Répondez à ces questions d'après l'extrait de critiques de disques :
(a) En quelle année Home Video est-il apparu pour la première fois ?
(b) Où le duo Home Video est-il installé ?
(c) Quelle subdivision de Prikosnovénie a inauguré son catalogue avec Artesia ?

**** Extrait du document

Home Video
No Certain Night or Morning
[Warp]
La première apparition de Home Video date de 2004, avec la sortie des EP "Citizen" et "That You Might". Une voix en apparence monocorde, que l'on sentait fragile, tout en retenue, une basse bien ronde aux doux relents new wave, et surtout une base électronique à la construction minutieuse. L'ambiance soignée de l'ensemble, presque évanescente, s'imprégnait de compositions cotonneuses au détour desquelles on croisait les fantômes de New Order, The Cure, Pale Saints, Radiohead ou encore Boards of Canada. La présence de cet OVNI sur le label Warp ajoutait à l'étrangeté de cette production. L'attente aura été longue et l'on craignait que le duo, Collin Ruffino et David Gross, originaire de la Nouvelle-Orléans, mais installé à Brooklyn, ne donne de suite à ses somptueux débuts. "No Certain Night or Morning" est à la hauteur des espoirs qu'on lui portait. Les multiples ingrédients recensés plus haut se sont presque effacés, devenus dorénavant indissociables les uns des autres ; le groupe est parvenu à se construire une personnalité propre, intégrant et digérant ses influences pour offrir un résultat plus mature et plus personnel. Trois morceaux des premiers EP sont repris ici, s'intégrant parfaitement à cet album homogène, plus pop et moins éthéré que l'étaient leurs premiers essais, mais basé tout autant sur la tension et l'émotion. Ce disque une belle réussite, pleine de charme et parfaitement ciselée.
Christophe Labussière


Artesia
Hilvern
[Nové/Prikosnovénie]
Nouvelle subdivision de Prikosnovénie dédiée aux talents émergents, Nové vient d'inaugurer son catalogue avec le tout jeune duo Artesia. Et d'emblée, difficile de ne pas réprimer un sourire devant l'amoncellement de clichés gothiques qui enrobent ce premier essai. Poses désabusées sur fond de paysages sauvages, artwork supra-romantique et, en prime, un logo façon black metal ; la première approche est périlleuse. Mais les deux jeunes femmes à la tête du projet, si elles arborent des attitudes par trop gogothifiantes, semblent malgré tout savoir y faire en matière de dark atmosphérique. Guère originale, mais rondement menée, leur musique remonte le sinueux sentier tracé par Dargaard, Dark Sanctuary et surtout Arcana première période, traversant sous-bois et clairières aux rythmes des légendes bretonnes. Car Brocéliande, où les deux belles résident, enveloppe ce "Hilvern" de sa beauté brumeuse et de son esthétisme idéal. Nous sommes en terrain connu, certes, mais contre toute attente, la formule opère, ce qui permet de souligner le talent d'Artesia dans la mise en perspective de cette Bretagne mystérieuse où s'entrecroisent furtivement mythes ancestraux, entités païennes et légendes arthuriennes. Un travail soigné, un peu trop scolaire sans doute, mais qui ne demande qu'à mûrir au gré de réalisations futures que l'on espère un peu plus audacieuses.

********
**** Informations fournies

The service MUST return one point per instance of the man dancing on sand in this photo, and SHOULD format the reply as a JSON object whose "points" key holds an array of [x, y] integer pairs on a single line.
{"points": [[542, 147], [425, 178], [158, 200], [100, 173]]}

********

** Réponse complète **
(a) En 2004.
(b) À Brooklyn.
(c) Nové.